Stored items

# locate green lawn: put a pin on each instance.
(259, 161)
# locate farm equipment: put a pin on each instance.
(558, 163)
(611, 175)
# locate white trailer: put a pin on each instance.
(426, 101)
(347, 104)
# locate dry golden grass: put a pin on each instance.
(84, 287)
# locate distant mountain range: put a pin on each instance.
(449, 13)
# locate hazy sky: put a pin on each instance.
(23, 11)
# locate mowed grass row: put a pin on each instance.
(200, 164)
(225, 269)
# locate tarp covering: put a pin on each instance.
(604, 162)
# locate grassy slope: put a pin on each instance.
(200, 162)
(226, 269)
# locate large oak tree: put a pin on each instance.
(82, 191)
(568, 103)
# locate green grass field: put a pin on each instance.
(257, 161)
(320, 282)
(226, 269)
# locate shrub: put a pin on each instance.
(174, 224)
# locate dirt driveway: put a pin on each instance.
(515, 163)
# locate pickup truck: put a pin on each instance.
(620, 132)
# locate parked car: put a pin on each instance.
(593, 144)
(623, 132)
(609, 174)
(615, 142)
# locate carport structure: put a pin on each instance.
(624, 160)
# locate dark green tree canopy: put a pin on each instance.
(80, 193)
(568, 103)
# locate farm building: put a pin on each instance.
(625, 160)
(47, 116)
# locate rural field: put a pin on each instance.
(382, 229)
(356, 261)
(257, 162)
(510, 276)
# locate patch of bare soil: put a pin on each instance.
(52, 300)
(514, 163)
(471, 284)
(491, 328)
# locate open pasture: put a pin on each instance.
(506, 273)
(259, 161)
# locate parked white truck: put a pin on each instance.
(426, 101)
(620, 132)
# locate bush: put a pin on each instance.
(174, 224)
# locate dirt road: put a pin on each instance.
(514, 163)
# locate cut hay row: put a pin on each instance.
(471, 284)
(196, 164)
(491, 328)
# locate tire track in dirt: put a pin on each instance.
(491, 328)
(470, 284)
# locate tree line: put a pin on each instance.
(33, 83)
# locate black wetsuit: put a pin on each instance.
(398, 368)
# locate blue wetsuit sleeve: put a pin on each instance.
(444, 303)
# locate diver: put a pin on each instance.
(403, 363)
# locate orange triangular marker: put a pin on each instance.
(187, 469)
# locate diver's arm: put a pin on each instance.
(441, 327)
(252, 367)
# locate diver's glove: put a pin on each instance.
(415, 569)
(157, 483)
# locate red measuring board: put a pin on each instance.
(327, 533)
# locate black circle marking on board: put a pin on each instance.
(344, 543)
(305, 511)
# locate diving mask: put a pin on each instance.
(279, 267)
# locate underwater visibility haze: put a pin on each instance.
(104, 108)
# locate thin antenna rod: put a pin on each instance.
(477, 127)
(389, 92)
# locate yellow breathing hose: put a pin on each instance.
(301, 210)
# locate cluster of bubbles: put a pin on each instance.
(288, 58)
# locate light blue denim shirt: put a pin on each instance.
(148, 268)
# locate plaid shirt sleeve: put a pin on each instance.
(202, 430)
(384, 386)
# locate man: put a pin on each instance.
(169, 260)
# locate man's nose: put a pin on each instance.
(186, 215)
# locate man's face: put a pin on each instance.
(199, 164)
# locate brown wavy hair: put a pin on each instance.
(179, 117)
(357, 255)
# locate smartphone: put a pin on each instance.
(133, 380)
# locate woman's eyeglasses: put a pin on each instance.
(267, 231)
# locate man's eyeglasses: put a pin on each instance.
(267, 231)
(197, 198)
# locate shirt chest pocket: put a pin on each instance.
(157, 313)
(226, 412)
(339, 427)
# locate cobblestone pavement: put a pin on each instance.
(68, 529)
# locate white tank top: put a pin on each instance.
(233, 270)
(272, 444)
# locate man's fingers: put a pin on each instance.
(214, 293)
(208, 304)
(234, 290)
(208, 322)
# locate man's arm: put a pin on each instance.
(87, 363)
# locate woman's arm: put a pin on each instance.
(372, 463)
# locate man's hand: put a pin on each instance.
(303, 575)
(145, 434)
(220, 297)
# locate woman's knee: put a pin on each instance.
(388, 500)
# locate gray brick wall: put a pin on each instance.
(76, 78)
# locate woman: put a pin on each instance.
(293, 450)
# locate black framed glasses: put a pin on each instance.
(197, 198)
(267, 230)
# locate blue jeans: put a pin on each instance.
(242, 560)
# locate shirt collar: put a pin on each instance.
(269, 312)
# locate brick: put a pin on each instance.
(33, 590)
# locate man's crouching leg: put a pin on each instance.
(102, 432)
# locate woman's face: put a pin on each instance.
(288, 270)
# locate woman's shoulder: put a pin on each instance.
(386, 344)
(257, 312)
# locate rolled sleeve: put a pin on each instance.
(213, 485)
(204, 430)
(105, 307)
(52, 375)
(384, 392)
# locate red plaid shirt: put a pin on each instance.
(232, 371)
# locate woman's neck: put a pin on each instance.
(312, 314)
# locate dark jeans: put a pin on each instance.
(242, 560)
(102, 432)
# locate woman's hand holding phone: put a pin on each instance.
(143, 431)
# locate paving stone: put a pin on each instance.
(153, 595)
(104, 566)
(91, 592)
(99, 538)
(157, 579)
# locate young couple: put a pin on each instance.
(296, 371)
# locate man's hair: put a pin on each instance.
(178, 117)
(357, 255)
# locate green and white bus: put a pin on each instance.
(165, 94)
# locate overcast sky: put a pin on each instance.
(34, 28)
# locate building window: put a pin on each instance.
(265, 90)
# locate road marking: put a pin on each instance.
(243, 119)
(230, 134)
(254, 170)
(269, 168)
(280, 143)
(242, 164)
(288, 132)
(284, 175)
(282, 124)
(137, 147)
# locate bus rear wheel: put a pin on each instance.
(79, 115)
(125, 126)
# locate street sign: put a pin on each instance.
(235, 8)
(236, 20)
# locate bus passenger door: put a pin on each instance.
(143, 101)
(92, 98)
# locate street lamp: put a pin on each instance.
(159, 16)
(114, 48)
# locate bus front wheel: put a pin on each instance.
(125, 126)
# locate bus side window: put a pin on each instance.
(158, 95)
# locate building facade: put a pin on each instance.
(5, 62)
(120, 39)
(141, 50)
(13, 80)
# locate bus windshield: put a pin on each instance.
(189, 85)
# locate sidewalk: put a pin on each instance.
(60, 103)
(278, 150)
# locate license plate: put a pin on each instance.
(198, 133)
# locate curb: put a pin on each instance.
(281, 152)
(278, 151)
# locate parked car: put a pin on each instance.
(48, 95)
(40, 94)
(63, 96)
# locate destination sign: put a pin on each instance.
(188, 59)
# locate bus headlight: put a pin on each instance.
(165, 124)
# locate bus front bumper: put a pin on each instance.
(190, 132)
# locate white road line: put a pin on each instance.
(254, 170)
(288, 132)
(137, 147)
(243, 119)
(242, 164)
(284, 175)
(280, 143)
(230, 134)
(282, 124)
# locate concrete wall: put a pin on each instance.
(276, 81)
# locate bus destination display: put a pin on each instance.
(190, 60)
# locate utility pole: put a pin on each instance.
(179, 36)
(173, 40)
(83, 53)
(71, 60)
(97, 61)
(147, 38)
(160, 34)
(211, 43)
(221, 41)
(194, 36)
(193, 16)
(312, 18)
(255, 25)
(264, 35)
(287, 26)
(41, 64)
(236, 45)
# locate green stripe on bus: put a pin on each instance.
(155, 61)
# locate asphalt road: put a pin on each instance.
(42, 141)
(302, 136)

Exercise goal: Every record above should be copied exactly.

Reply to the exercise:
# locate green lawn: put a pin on each instance.
(259, 161)
# locate farm equipment: put a pin on each instance.
(558, 163)
(611, 175)
# locate white trailer: put a pin on each instance.
(426, 101)
(347, 104)
# locate dry golden grass: put a pin on each instance.
(84, 287)
# locate distant mountain range: put a pin on each instance.
(449, 13)
# locate hazy sky: put a pin on each instance.
(23, 11)
# locate mowed grass row: put a pin on each instance.
(200, 164)
(225, 269)
# locate tarp covering: put a pin on each instance.
(604, 162)
# locate grassy slope: put a pin on each instance.
(200, 162)
(226, 269)
# locate large oak tree: put a pin on each instance.
(82, 191)
(568, 103)
# locate green grass field: put a pin on each instance.
(257, 161)
(320, 282)
(226, 269)
# locate shrub: put a pin on each instance.
(174, 224)
# locate dirt driveway: put a pin on each instance.
(515, 163)
# locate pickup truck: put a pin on each instance.
(620, 132)
# locate parked car: put a pin on each instance.
(593, 144)
(623, 132)
(609, 174)
(615, 142)
# locate carport structure: put a pin on each instance.
(624, 160)
# locate dark green tree canopy: put a pin on each instance.
(80, 193)
(568, 103)
# locate farm building: put a pin on each instance.
(625, 160)
(47, 116)
# locate rural field: put a pin on each instance.
(382, 229)
(356, 261)
(257, 162)
(510, 276)
# locate patch of bare soil: put a pin on each instance.
(52, 300)
(514, 163)
(471, 284)
(491, 328)
# locate open pasture: put a pin on each instance.
(506, 273)
(259, 161)
# locate parked white truck: put a pin on each instance.
(426, 101)
(620, 132)
# locate bush: put a pin on each instance.
(174, 224)
# locate dirt road: put a pin on each instance.
(514, 163)
# locate cut hay row: put a pin on each instance.
(471, 284)
(196, 164)
(491, 328)
# locate tire track in dirt: put a pin on each instance.
(491, 328)
(470, 284)
# locate tree line: put a pin on each instance.
(33, 83)
# locate black wetsuit: put a pin on each instance.
(398, 368)
# locate blue wetsuit sleeve: put a pin on each instance.
(444, 303)
# locate diver: put a pin on each instance.
(403, 363)
# locate orange triangular marker: put a pin on each instance.
(187, 469)
# locate diver's arm: put a pin on each instance.
(441, 327)
(252, 367)
# locate diver's glove: put a pin on each instance.
(415, 569)
(157, 483)
# locate red measuring board: put a pin on each instance.
(327, 533)
# locate black circle marking on board: put a pin on each instance.
(344, 543)
(305, 511)
# locate diving mask: put a pin on each instance.
(279, 267)
# locate underwater visibility haze: put a pin on each instance.
(104, 108)
# locate thin antenna rod: put a pin on each instance.
(477, 127)
(389, 92)
# locate yellow breathing hose: put a pin on each instance.
(301, 210)
# locate cluster of bubbles: put a pin on each instance.
(288, 58)
# locate light blue denim shirt: put a pin on each instance.
(148, 268)
# locate plaid shirt sleeve: put a pin on each instance.
(202, 430)
(384, 386)
# locate man: put a pin on each instance.
(169, 260)
# locate man's nose: put a pin on each instance.
(186, 215)
# locate man's face: put a pin on each instance.
(199, 164)
# locate brown wavy hair: put a pin on each instance.
(179, 117)
(357, 255)
# locate smartphone: put a pin on each instance.
(133, 380)
# locate woman's eyeglasses: put a pin on each instance.
(267, 231)
# locate man's eyeglasses: put a pin on each instance.
(267, 231)
(197, 198)
# locate shirt chest pocket: put a pin on each instance.
(157, 313)
(226, 412)
(339, 427)
# locate cobblestone pavement: put a pin on each instance.
(68, 529)
# locate white tank top: put a pin on each instance.
(233, 270)
(272, 444)
# locate man's fingers: put a pin on each instance.
(214, 293)
(208, 304)
(234, 290)
(208, 322)
# locate man's arm: put a pin on each instance.
(87, 363)
# locate woman's arm: put a pin on each instance.
(372, 463)
# locate man's hand: put a pin on each instance.
(303, 575)
(145, 434)
(220, 297)
# locate woman's knee: put a pin on each instance.
(388, 500)
# locate gray brick wall: put a pin on each instance.
(76, 78)
# locate woman: put a pin on each instance.
(293, 450)
# locate black framed glasses: put a pin on each instance.
(197, 198)
(267, 230)
# locate blue jeans: put a pin on each instance.
(242, 560)
# locate shirt collar: put a pin on each instance.
(269, 312)
# locate brick: put a pin on each instance.
(33, 590)
# locate man's crouching leg: put a pin on each instance.
(102, 432)
# locate woman's face: put a pin on each instance.
(288, 270)
# locate woman's shoulder: put a pin on each instance.
(386, 344)
(257, 312)
# locate rolled sleeve: put a pin on each instance.
(213, 485)
(204, 430)
(105, 307)
(52, 375)
(384, 392)
# locate red plaid shirt: put a pin on each instance.
(232, 371)
# locate woman's neck: put a pin on each instance.
(312, 314)
# locate dark jeans: put a pin on each instance.
(242, 560)
(102, 432)
# locate woman's hand holding phone: put a pin on each instance.
(143, 431)
# locate paving stone: put a pin on each instance.
(153, 595)
(104, 566)
(91, 592)
(99, 538)
(157, 579)
# locate young couple: put a pin on each instance.
(296, 371)
# locate man's hair: put a pin on each instance.
(178, 117)
(357, 255)
# locate green and white bus: put a pin on each instance.
(165, 94)
# locate overcast sky: put a pin on each instance.
(34, 28)
# locate building window: put a pin on each instance.
(265, 90)
# locate road marking: put a pin on each instance.
(243, 119)
(230, 134)
(254, 170)
(269, 168)
(280, 143)
(242, 164)
(288, 132)
(284, 175)
(282, 124)
(137, 147)
# locate bus rear wheel: put a pin on each instance.
(79, 115)
(125, 126)
# locate street sign: put a pin on each instance.
(235, 8)
(236, 20)
# locate bus passenger door: put a pin on each instance.
(143, 101)
(92, 98)
# locate street lamp: put a pin on each instance.
(159, 16)
(114, 48)
# locate bus front wheel: put a pin on each instance.
(125, 126)
# locate bus side window: put a pin on each instance.
(158, 95)
# locate building facade: put a pin on each instance.
(5, 62)
(120, 39)
(141, 50)
(13, 80)
# locate bus windshield: put a pin on each instance.
(189, 85)
# locate sidewalk: put a pin on each instance.
(60, 103)
(278, 150)
# locate license plate: put a pin on each instance.
(198, 133)
# locate curb: put a pin on each instance.
(281, 152)
(278, 151)
# locate parked car: put a pin on each instance.
(48, 95)
(40, 94)
(63, 96)
# locate destination sign: put a pin on each instance.
(188, 59)
# locate bus headlight: put a pin on each instance.
(165, 124)
# locate bus front bumper: put a pin on each instance.
(190, 132)
# locate white road line: put a pin on each instance.
(254, 170)
(288, 132)
(137, 147)
(243, 119)
(242, 164)
(284, 175)
(280, 143)
(230, 134)
(282, 124)
# locate concrete wall: put a pin on each instance.
(276, 81)
# locate bus destination display: put a pin on each instance.
(190, 60)
# locate utility pole: put a pin on each instance.
(179, 36)
(173, 40)
(83, 53)
(71, 60)
(97, 61)
(147, 38)
(160, 34)
(211, 43)
(221, 41)
(194, 36)
(193, 16)
(312, 18)
(255, 25)
(264, 35)
(287, 26)
(41, 64)
(236, 45)
# locate green stripe on bus: put a pin on each instance.
(155, 61)
# locate asphalt road: put a pin on each instance.
(42, 141)
(302, 136)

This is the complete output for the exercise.